## Task details
Pick out every line in the entries that contains the word "cabinet", and copy each one.

— Start —

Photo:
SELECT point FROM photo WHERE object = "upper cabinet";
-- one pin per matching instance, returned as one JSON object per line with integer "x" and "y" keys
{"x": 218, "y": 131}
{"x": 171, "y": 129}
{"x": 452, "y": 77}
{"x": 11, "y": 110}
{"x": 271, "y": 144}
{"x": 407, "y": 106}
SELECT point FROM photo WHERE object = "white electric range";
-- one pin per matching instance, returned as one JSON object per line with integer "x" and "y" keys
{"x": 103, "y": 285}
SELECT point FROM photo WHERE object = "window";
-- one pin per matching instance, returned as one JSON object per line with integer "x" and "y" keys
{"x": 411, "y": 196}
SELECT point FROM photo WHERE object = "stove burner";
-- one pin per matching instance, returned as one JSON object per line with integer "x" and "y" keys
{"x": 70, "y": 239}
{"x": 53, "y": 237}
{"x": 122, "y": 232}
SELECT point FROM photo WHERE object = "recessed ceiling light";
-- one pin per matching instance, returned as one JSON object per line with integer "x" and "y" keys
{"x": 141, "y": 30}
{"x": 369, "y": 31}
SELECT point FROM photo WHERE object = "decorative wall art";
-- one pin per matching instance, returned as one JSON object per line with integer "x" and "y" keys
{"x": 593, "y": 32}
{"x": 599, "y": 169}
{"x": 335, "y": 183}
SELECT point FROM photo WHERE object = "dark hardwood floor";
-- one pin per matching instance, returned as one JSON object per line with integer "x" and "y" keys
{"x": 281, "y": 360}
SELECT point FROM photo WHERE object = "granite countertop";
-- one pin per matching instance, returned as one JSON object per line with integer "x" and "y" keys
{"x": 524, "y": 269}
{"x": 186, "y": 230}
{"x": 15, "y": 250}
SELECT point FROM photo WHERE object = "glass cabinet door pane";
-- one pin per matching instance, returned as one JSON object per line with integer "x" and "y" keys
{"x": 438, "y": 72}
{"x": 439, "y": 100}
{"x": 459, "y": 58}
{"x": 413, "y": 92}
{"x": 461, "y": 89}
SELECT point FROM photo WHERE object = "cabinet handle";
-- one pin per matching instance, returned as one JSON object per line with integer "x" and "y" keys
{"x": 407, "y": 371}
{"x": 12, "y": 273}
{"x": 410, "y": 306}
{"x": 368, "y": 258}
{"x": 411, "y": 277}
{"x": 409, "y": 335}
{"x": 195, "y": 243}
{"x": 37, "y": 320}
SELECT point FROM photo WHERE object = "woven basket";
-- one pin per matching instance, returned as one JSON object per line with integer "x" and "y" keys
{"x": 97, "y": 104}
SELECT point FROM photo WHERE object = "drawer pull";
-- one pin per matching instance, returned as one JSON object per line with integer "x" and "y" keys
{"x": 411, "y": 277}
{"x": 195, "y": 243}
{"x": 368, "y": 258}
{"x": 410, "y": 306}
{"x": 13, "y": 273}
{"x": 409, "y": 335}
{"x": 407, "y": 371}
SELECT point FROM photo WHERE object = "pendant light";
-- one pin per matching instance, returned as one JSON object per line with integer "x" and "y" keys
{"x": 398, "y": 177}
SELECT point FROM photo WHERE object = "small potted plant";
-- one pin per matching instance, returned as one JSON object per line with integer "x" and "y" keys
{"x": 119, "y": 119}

— End —
— Start —

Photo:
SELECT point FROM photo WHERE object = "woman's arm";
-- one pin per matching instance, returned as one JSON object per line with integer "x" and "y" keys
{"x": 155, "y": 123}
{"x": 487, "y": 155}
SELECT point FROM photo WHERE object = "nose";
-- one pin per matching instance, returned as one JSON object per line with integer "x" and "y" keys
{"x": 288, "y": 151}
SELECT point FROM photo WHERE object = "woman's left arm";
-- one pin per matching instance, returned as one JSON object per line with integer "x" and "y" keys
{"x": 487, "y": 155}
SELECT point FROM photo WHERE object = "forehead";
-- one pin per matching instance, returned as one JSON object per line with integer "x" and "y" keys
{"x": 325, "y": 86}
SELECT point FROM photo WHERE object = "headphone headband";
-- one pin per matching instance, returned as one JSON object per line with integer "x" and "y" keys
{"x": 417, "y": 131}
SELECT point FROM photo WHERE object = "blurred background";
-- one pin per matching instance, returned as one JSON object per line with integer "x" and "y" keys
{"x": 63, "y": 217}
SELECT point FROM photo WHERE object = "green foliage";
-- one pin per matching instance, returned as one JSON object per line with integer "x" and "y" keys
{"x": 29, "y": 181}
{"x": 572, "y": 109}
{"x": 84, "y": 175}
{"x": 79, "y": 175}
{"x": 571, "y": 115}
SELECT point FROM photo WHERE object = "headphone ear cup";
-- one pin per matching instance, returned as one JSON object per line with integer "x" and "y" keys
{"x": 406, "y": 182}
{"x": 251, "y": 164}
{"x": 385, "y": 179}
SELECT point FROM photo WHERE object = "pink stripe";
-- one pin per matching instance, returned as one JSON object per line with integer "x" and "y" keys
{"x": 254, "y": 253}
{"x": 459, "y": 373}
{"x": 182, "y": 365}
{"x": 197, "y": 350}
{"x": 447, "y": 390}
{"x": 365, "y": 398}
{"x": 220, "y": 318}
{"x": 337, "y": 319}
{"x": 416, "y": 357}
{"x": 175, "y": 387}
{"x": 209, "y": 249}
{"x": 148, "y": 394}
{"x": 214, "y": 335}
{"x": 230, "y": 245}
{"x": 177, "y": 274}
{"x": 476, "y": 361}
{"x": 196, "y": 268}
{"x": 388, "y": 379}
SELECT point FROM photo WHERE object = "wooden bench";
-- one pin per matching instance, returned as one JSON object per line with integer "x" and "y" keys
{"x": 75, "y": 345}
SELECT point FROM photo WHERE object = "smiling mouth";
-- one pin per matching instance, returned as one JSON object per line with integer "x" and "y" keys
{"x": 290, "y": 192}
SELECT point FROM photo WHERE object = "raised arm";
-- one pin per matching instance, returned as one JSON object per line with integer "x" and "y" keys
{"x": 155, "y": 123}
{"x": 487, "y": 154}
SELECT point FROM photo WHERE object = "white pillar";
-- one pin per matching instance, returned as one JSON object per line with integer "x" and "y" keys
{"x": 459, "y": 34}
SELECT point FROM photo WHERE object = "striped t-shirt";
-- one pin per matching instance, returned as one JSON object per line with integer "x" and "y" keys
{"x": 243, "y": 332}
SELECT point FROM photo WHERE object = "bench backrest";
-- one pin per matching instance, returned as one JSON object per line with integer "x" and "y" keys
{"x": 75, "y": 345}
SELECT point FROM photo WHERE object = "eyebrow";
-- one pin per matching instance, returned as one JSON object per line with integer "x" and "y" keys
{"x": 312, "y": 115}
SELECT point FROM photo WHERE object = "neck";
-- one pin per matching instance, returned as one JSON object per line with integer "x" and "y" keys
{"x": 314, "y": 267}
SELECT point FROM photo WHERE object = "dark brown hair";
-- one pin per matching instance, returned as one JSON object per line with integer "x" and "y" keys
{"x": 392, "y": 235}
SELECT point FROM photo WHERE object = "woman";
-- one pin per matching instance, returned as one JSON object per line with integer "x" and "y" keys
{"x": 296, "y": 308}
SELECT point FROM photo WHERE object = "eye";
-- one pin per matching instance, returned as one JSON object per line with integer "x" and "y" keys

— End —
— Start —

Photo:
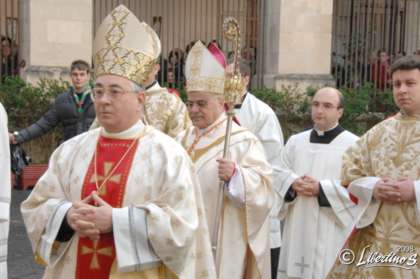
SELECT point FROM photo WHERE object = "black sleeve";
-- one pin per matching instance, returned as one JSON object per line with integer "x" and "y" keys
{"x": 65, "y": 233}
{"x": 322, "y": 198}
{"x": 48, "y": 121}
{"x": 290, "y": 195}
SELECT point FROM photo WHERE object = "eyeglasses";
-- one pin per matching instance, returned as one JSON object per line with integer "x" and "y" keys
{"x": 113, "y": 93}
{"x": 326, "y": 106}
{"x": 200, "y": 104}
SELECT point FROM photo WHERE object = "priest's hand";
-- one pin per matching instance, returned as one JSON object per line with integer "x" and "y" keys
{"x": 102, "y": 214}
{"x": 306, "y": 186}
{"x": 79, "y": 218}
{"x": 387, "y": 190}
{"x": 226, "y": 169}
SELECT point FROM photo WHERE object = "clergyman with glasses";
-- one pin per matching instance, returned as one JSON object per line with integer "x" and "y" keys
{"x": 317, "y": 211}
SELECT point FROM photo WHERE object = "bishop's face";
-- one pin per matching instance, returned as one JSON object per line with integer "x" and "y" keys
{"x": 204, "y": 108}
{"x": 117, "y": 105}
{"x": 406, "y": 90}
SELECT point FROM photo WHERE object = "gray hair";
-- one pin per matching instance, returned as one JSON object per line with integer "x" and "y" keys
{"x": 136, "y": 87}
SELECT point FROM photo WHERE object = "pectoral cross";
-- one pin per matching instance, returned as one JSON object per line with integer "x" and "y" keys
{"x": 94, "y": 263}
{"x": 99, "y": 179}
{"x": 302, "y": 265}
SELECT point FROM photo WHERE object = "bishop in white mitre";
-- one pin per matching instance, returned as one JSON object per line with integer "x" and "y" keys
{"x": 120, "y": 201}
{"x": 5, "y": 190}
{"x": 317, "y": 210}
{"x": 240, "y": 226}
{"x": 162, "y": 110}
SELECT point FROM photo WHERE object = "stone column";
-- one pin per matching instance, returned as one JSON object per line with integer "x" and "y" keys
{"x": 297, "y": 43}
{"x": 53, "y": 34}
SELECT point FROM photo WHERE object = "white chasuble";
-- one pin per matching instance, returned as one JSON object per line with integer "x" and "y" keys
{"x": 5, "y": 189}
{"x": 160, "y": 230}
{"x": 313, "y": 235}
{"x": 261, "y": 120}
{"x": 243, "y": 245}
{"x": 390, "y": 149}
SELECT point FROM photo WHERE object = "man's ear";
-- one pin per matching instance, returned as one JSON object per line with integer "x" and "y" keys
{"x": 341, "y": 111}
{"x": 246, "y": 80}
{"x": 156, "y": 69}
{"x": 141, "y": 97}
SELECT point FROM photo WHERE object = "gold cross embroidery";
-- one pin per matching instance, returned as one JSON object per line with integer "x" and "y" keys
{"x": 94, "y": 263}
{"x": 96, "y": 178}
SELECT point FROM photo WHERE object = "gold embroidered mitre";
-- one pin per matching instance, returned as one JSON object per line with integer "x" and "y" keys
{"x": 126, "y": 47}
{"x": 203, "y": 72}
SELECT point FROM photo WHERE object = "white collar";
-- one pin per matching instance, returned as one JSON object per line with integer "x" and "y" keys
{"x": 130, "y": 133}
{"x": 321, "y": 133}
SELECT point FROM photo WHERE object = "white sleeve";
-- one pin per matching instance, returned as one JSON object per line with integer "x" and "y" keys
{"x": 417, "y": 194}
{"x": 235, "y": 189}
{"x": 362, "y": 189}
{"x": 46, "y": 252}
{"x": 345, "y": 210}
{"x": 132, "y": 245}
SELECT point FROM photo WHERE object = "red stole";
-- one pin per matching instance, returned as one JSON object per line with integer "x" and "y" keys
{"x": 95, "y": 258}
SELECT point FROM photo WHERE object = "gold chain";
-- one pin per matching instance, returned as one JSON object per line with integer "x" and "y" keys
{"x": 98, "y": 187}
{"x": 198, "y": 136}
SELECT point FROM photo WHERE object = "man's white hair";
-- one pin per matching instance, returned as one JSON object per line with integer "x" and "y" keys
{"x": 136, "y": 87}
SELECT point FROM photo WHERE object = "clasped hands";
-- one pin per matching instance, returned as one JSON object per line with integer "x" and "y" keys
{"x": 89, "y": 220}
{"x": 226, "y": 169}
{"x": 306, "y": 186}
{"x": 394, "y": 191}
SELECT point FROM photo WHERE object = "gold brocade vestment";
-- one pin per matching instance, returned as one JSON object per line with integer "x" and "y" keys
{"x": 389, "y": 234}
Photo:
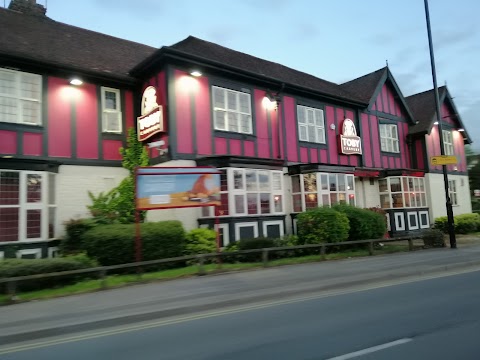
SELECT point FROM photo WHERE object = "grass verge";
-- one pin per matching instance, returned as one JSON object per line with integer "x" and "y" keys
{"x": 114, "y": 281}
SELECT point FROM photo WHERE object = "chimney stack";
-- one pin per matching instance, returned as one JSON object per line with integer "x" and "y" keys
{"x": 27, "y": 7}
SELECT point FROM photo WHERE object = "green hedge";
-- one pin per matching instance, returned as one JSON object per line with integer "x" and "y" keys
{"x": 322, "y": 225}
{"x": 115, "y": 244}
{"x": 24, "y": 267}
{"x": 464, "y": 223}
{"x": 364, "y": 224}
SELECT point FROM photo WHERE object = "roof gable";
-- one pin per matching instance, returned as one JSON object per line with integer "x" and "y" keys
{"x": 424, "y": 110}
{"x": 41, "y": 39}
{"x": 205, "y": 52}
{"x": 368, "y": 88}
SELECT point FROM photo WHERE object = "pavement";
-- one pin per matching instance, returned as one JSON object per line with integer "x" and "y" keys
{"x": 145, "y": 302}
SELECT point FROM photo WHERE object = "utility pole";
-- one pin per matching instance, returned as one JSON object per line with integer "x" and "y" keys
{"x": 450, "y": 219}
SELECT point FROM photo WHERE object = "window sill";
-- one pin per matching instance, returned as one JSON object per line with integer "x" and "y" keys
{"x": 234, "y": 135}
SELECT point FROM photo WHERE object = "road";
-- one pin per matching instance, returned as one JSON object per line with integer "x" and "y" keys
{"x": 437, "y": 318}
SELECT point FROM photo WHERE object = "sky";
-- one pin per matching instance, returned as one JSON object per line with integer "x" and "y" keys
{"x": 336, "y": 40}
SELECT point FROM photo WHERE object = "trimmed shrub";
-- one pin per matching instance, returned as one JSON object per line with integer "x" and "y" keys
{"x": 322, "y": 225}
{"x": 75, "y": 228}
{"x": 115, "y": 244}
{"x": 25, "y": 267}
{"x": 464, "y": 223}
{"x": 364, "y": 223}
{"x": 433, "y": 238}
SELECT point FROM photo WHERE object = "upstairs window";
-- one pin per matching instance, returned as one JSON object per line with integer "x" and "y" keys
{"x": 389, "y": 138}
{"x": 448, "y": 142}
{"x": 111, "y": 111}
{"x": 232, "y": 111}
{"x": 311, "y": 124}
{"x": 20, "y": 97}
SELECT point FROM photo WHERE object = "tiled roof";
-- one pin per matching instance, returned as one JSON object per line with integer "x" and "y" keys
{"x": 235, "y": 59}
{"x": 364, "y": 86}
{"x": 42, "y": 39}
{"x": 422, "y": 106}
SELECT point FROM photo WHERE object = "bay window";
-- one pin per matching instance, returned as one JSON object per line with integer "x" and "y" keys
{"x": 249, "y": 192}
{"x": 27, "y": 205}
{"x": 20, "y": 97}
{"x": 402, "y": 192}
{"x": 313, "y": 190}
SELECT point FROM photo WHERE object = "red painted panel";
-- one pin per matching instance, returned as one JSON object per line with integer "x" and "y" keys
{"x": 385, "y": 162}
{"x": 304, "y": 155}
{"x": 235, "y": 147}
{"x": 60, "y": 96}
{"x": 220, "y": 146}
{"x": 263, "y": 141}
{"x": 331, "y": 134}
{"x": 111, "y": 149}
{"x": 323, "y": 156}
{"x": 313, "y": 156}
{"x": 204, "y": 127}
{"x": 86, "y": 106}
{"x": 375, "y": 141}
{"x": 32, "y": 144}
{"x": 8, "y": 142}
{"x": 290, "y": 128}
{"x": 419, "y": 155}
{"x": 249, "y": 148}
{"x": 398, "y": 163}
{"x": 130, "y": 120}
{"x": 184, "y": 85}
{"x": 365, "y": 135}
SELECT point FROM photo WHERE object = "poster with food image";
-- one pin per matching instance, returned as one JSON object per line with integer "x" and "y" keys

— End —

## Correct response
SELECT point FROM photo WHERE object = "upper cabinet";
SELECT point FROM photo WHERE object = "glass cabinet door pane";
SELECT point FROM photo WHERE object = "cabinet handle";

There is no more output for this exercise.